Johnny Depp, Brad Pitt, Adrien Brody. E poi Justin Timberlake, David Beckham e Bob Dylan. Per loro indossare un cappello in estate è la norma. Ma non uno qualsiasi: la moda quest’anno impone l’uso del cappello di paglia. Scegliere un modello appropriato richiede tempo: lo stile e le proporzioni devono essere adeguati alla forma della testa e del viso ed essere complementari ad altezza e corporatura.

Ne esistono di diversi prezzi: il costo varia a seconda del materiale usato e del lavoro artigianale che c’è dietro. Di paglia intrecciata, parabuntal, toyo, rafia, sisal o Carludovica palmata: c’è solo l’imbarazzo della scelta. Quest’ultimo materiale, noto anche come toquilla, è una paglia elastica e lucente che si ricava dalle foglie di una palma nana, la Carludovica palmata, appunto. La toquilla è il materiale usato per i famosi cappelli panama, che in realtà provengono dall’Ecuador. Portano il nome di Panamà solo perché la città è stata per secoli il loro principale scalo commerciale. Il nome del centro è rimasto legato indissolubilmente a quello del cappello anche per via di un famoso evento storico: il presidente degli Stati Uniti, Theodore Roosevelt, ne indossò infatti uno durante l’inaugurazione del Canale di Panama, nel 1906. Le foto dell’evento fecero il giro del mondo, aumentando la notorietà del cappello. Essendo realizzati con tessuti naturali, i cappelli di paglia possono presentare lievi imperfezioni. Anche queste contribuiscono a renderli particolari e unici.

• _Compito richiesto_
Prosegua il brano sui cappelli di paglia, riprendendo subito dopo l'ultima frase riportata.

• _Estratto dei dati_

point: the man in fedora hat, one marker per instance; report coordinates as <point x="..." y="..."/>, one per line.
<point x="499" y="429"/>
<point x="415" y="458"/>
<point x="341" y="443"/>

• _Risposta_
Per trovare la giusta taglia è necessario prendere le misure a partire da poco più di un centimetro sopra il sopracciglio. Gli esperti, infatti, non si basano su taglie come S, M, L e XL, tipiche dei modelli più economici. L’unità di misura più semplice per orientarsi è il centimetro. Una taglia europea di 60 centimetri equivale a una misura 7⅜ in UK e a una 7½ negli Stati Uniti.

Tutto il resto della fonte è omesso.